Instructions for the task. Print back every record below, exactly as it stands.

Excerpted records.
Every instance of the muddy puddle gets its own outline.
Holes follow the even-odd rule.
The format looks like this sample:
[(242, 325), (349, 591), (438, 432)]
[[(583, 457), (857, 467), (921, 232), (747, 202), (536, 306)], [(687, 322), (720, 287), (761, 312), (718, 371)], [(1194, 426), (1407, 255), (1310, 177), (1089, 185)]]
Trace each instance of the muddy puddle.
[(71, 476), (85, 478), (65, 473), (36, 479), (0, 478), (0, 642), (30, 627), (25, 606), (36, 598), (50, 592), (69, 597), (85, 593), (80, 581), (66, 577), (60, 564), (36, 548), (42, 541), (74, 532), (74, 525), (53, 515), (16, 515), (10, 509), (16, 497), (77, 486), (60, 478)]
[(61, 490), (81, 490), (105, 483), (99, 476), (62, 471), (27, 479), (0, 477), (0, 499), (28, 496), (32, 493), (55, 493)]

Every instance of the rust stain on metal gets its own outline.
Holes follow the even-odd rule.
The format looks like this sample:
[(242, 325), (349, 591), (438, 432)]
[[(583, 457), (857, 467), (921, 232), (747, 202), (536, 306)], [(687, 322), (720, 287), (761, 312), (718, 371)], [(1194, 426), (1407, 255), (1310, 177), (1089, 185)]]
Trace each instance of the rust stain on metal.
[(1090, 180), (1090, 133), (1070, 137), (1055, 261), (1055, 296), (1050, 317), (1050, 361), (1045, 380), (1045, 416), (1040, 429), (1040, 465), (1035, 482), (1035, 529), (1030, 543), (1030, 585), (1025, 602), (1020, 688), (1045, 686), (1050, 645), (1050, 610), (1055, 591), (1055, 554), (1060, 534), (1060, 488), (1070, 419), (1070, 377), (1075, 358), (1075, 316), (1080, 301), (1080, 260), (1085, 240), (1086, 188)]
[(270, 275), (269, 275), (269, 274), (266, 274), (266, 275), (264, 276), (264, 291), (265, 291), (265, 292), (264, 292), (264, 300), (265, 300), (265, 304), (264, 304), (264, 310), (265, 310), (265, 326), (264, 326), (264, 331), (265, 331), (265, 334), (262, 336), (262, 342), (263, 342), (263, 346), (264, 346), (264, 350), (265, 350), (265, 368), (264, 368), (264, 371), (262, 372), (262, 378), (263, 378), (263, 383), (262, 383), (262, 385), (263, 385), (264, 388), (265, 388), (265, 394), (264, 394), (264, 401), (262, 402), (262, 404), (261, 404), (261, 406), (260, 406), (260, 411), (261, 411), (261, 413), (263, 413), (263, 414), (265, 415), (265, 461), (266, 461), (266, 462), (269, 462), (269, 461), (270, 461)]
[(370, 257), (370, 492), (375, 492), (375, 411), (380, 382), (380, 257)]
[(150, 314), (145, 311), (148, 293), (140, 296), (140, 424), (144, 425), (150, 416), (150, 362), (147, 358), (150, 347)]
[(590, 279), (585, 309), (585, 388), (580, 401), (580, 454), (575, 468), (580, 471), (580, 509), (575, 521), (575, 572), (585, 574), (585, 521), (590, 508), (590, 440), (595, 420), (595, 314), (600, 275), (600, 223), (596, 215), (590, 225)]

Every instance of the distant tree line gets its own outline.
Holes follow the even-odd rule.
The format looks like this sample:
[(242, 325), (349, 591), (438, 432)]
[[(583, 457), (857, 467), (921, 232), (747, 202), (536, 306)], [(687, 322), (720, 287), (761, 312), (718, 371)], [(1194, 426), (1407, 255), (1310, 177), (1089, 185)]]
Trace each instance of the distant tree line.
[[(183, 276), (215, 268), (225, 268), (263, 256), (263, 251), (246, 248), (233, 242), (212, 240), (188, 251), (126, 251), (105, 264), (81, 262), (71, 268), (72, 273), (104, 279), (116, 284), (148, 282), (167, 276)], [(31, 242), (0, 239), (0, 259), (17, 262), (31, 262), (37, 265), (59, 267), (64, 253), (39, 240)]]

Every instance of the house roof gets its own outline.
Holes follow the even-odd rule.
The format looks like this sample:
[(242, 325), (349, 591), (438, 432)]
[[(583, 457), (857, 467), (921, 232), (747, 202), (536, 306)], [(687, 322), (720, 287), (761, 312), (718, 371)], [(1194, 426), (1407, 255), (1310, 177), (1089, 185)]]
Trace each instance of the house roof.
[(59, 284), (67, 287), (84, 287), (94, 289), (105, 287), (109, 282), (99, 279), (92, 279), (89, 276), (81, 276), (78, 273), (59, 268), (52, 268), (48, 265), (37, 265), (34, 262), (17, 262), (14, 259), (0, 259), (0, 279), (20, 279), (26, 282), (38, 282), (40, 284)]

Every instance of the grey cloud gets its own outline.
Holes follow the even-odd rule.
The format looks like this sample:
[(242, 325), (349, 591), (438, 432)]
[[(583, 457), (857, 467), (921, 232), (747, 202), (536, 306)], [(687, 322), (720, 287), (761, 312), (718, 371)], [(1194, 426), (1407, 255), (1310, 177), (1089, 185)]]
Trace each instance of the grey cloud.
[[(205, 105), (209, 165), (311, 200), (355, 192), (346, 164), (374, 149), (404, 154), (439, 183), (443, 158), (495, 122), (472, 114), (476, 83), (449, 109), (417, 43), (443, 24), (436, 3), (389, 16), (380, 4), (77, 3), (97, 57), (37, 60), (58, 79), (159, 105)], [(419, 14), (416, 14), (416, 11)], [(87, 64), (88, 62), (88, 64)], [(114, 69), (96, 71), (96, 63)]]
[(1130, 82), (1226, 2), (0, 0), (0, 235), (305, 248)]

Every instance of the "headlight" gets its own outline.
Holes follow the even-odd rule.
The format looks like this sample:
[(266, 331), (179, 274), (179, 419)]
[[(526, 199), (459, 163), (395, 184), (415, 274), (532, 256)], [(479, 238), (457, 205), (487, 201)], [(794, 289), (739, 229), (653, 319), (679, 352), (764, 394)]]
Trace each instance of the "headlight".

Solution to the exercise.
Every instance of the muddy puddle gets its own outline.
Holes follow the even-odd rule.
The format looks like this sample:
[(242, 325), (349, 591), (438, 432)]
[[(583, 457), (857, 467), (921, 232), (747, 202), (536, 306)], [(687, 322), (720, 287), (761, 312), (718, 371)], [(1194, 426), (1407, 255), (1310, 177), (1089, 185)]]
Trace each instance of the muddy puddle.
[(71, 476), (85, 478), (65, 473), (36, 479), (0, 478), (0, 642), (30, 627), (25, 606), (36, 598), (50, 592), (69, 597), (85, 593), (80, 581), (66, 577), (60, 564), (36, 548), (42, 541), (74, 532), (74, 525), (53, 515), (16, 515), (10, 509), (16, 497), (77, 486), (60, 478)]
[(61, 490), (81, 490), (105, 483), (99, 476), (62, 471), (27, 479), (0, 477), (0, 499), (28, 496), (32, 493), (55, 493)]

Every instance of the rust stain on metal gets its own outline.
Holes follow the even-odd rule.
The format looks like this sample:
[(242, 325), (349, 591), (438, 432)]
[[(583, 457), (857, 467), (921, 232), (747, 202), (536, 306)], [(687, 322), (720, 287), (761, 312), (718, 371)], [(1194, 426), (1407, 255), (1310, 177), (1089, 185)]]
Trace each instance of the rust stain on metal.
[(1090, 180), (1090, 133), (1070, 137), (1055, 261), (1055, 296), (1050, 317), (1050, 361), (1045, 380), (1045, 416), (1040, 429), (1040, 465), (1035, 482), (1035, 529), (1030, 543), (1030, 585), (1025, 602), (1020, 688), (1045, 686), (1050, 645), (1050, 610), (1055, 591), (1055, 554), (1060, 534), (1060, 488), (1070, 419), (1070, 377), (1075, 358), (1075, 316), (1080, 301), (1080, 260), (1085, 240), (1086, 188)]
[(270, 275), (269, 275), (269, 274), (266, 274), (266, 275), (264, 276), (264, 291), (265, 291), (265, 292), (264, 292), (264, 300), (265, 300), (265, 304), (264, 304), (264, 310), (265, 310), (265, 326), (264, 326), (264, 331), (265, 331), (265, 334), (262, 336), (262, 342), (263, 342), (263, 346), (264, 346), (264, 350), (265, 350), (265, 368), (264, 368), (264, 371), (262, 372), (262, 378), (263, 378), (263, 383), (262, 383), (262, 385), (263, 385), (264, 388), (265, 388), (265, 394), (264, 394), (264, 401), (262, 402), (262, 404), (261, 404), (261, 406), (260, 406), (260, 411), (261, 411), (261, 413), (263, 413), (263, 414), (265, 415), (265, 461), (266, 461), (266, 462), (269, 462), (269, 461), (270, 461)]
[(370, 257), (370, 492), (375, 492), (375, 411), (380, 382), (380, 257)]
[(150, 314), (145, 311), (148, 293), (140, 296), (140, 424), (144, 425), (150, 416), (150, 362), (147, 358), (150, 347)]
[(590, 279), (585, 309), (585, 388), (580, 401), (580, 454), (575, 468), (580, 471), (580, 509), (575, 521), (575, 572), (585, 574), (585, 521), (590, 508), (590, 440), (595, 420), (595, 314), (600, 275), (600, 223), (596, 215), (590, 225)]

Every instance of the distant tree line gets its own outline.
Holes follow the even-odd rule.
The format looks like this sample:
[(242, 325), (349, 591), (438, 432)]
[[(583, 457), (857, 467), (921, 232), (747, 202), (536, 306)], [(687, 322), (720, 287), (761, 312), (718, 371)], [(1194, 426), (1407, 255), (1310, 177), (1089, 185)]]
Trace each instance of the distant tree line.
[[(183, 276), (215, 268), (225, 268), (263, 256), (263, 251), (246, 248), (233, 242), (212, 240), (188, 251), (126, 251), (105, 264), (81, 262), (71, 268), (72, 273), (104, 279), (116, 284), (148, 282), (167, 276)], [(31, 242), (0, 239), (0, 259), (17, 262), (31, 262), (37, 265), (59, 267), (64, 253), (39, 240)]]

Every instance of the house roof gets its own outline.
Holes follow the even-odd rule.
The format looks like this sample:
[(242, 325), (349, 591), (438, 432)]
[[(583, 457), (857, 467), (921, 232), (747, 202), (536, 306)], [(687, 322), (720, 287), (761, 312), (718, 371)], [(1194, 426), (1407, 255), (1310, 177), (1089, 185)]]
Trace each instance of the house roof.
[(59, 284), (67, 287), (84, 287), (94, 289), (105, 287), (109, 282), (99, 279), (92, 279), (89, 276), (81, 276), (78, 273), (59, 268), (52, 268), (48, 265), (37, 265), (34, 262), (17, 262), (14, 259), (0, 259), (0, 279), (20, 279), (26, 282), (38, 282), (40, 284)]

Every instance of the grey cloud gets its own outline.
Holes follow the even-odd rule.
The format looks like this sample:
[(242, 325), (349, 591), (438, 432)]
[[(583, 457), (857, 467), (921, 232), (747, 202), (536, 306)], [(687, 322), (720, 287), (761, 312), (718, 371)], [(1194, 426), (1407, 255), (1310, 177), (1089, 185)]]
Trace each instance of the grey cloud.
[[(205, 105), (209, 165), (311, 200), (355, 192), (346, 164), (374, 149), (404, 154), (439, 183), (443, 158), (495, 122), (472, 114), (476, 83), (449, 109), (417, 43), (443, 24), (436, 3), (389, 16), (380, 4), (77, 3), (97, 57), (37, 60), (58, 79), (159, 105)], [(419, 14), (416, 14), (416, 11)], [(87, 64), (88, 62), (88, 64)], [(114, 69), (96, 71), (96, 63)]]
[(1130, 82), (1226, 2), (0, 0), (0, 235), (305, 248)]

Every instance of the "headlight" gets its own outline.
Holes follow the even-odd rule.
The format looks like this sample:
[(266, 331), (179, 274), (179, 419)]
[[(526, 199), (459, 163), (395, 184), (415, 274), (532, 256)], [(479, 238), (457, 205), (487, 201)], [(794, 289), (739, 229), (653, 319), (679, 352), (764, 394)]]
Trace each instance of the "headlight".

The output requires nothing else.